取り組む課題:
[A] 次の(i)〜(iii)が会津の歴史をめぐる文章の内容と合っているかどうかを、それぞれ「はい」か「いいえ」で答えよ。根拠となる文章中の語句もそのまま引用すること。
(i) 斉藤一の妻の名は時尾である。
(ii) 斉藤一は土方とともに会津を離れた。
(iii) 斉藤一の墓石には藤田の名が刻まれている。
[B] 会津の歴史をめぐる文章によれば、斉藤一の結婚式で仲人を務めたのは誰か。
[C] 会津の歴史をめぐる文章を、最後の文の後から引き継いで書け。

文書の抜粋:
•••
強犬堂

スタジオストロングドック・加藤慎隊長の頑固な小言

一戸伝八

2005年09月09日 | 歴史
さて、長々続いた会津紀行モノも最後の段。やっと佐野が書けるぜ。
会津のトリは、両側に置かれた「はじめ」茶のペットボトルが見れるだろうか?
そう新撰組三番隊長斉藤一の墓だ。
意外や意外。こいつの墓も会津にあったんだな。
よく知られているように、会津戊辰戦争、母成峠の戦いの後、会津城下で土方と意見割れして斉藤は会津に残る。
司馬遼の名作「燃えよ剣」の中じゃあ函館までついてきたかの様だが、んなこたねえんだな。
で、あの戊辰戦争を生き残って後は会津人として生きる。
同じくこの墓に眠る妻の名は時尾。
この結婚式の時の仲人が鬼佐川こと佐川官兵衛と仏山川こと山川浩の二人。この二人は知る人ぞ知る会津藩の大身なんだな。
会津城下が戦争中には松平容保にもお目通りしてるようだし、随分厚遇を受けてるようだ。

徳川のために戦った会津、そして会津のために戦った新撰組。なんか絆が分かるじゃねえの。

斉藤一、って何がいいってサウスポーなんだよね。壬生義士伝にそう書いてあって「マジかよ」って思ったら子母澤寛の新撰組始末記にもそんなことがあり、俺の中では奴はサウスポーってことで結論。
いいんだよ、新撰組は史実の多いファンタジーで。
天才型の沖田、剛直な永倉にたいして、チョット無口でとっつきづらい斉藤ってイイヨな。美味しいところだ。

斉藤一、変名の多いことで知られる。山口次郎、山口一(もとの名か)市瀬傳八、藤田五郎なんてのが奴の変名で、最終的には藤田五郎。
容保に貰った名前だそうだよ。墓石も藤田だな。
だがしかし、不毛の地斗南に移ったときの名、一戸伝八はねえだろう。勝手ながらイメージ崩れるっちゅうの。

壬生義士伝の藤田五郎、いいねえ。佐藤浩一じゃねえよ、小説版のオヤジのほうだ。
いいね、偏屈で。
いいね、「人間は糞袋」。

マジメゆえに…

2005年09月03日 | 歴史
会津松平家の開祖、保科正之はマジメだった。三百諸侯が250年続いて果たして通算何人のお殿様が出たか、考えただけでも悶絶ものだが、そのウン百人のお殿様の中でも「名君ベストテン」には必ずエントリーされる。それが保科正之。
で、保科肥後守正之(保科正之から会津の殿様は肥後守が多い)は際立ってマジメだった。私生児に過ぎなかった自分を引き立て、重用してくれた徳川幕府と徳川宗家にすごい恩を感じていた。それが以下の遺言になる。
「会津松平家は他家とは違う。
 他の全ての諸侯が徳川宗家にはむかっても、
 会津松平家は宗家を守る」
…言っちゃったよ。
•••
データセット:
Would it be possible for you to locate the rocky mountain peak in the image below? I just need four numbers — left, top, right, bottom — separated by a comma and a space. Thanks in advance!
•••
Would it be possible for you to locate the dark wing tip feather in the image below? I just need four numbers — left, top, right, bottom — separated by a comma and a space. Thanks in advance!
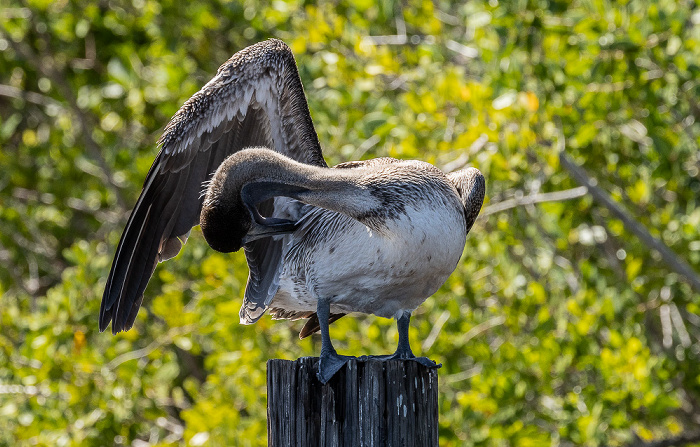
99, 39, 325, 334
•••
課題の解答:
[A]
(i) はい。「同じくこの墓に眠る妻の名は時尾。」
(ii) いいえ。「会津城下で土方と意見割れして斉藤は会津に残る。」
(iii) はい。「墓石も藤田だな。」

[B] 佐川官兵衛と山川浩の二人である。

[C]
そして、会津の人間は東北人的マジメさにあふれていた。この遺言のために、彼らは自分達を律し続け、武士としての精悍さを失わなかった。
それが「会津士魂」として伝統的になる。
「会津は強兵の地」となっていく。
その強兵ゆえに、幕末になって京都守護職をまかされてしまう。
この大貧乏クジに会津武士団は思わなかったのだろうか
「世に松平家が18もあるってのに、何で王城から遠く離れた俺たちが」と。
だいたい、松平容保(こいつも肥後守)に京都守護職就任を持ちかけたのは松平春嶽。
こいつだって松平だろうが!
京の隣の越前福井ちゃうんかい!
十八松平のなかでもっとも裕福なんちゃうんかい!

そりゃ松平容保だって、嫌がったさ。
しかしながら、奴はマジメだった。そして貴族的に世間知らずでもあった。お人よしだった。
引き受けちまった。

そのマジメさゆえに、素朴さゆえに、孝明天皇の信頼を一心にあつめた。
孝明天皇はホントに松平容保を信頼していたと思う。頼りにしてたと思う。

そして、マジメなために徳川宗家の矢面に立ち続け、大久保利通と岩倉具視の陰謀に引っかかって、戊辰戦争。
徳川宗家が白い腹みせて、江戸城無血開城と慶喜の寛永寺謹慎に至り、会津だって同じく恭順姿勢。
にもかかわらず、奥羽越列藩同盟の嘆願にも関わらず、官軍はやってきた。
官軍は血を流さずにはいられなかった。会津はマジメさゆえに京でやりすぎたからだ。
官軍は経済根拠地である江戸は焼けないが。会津なら焼けた。
なんか広島ならいけて、東京には落とせない原爆と似てるな。

賊軍の名を一身に浴び続けた会津の人々。その責任者たる松平容保。
その容保が死ぬまで身に着けていた小さな竹の筒。
容保他界の後、中身を知らなかった家族が開けて見た。
孝明天皇の親筆で「予は容保を信頼している」とあったそうだ。
泣かせるじゃん。
合掌。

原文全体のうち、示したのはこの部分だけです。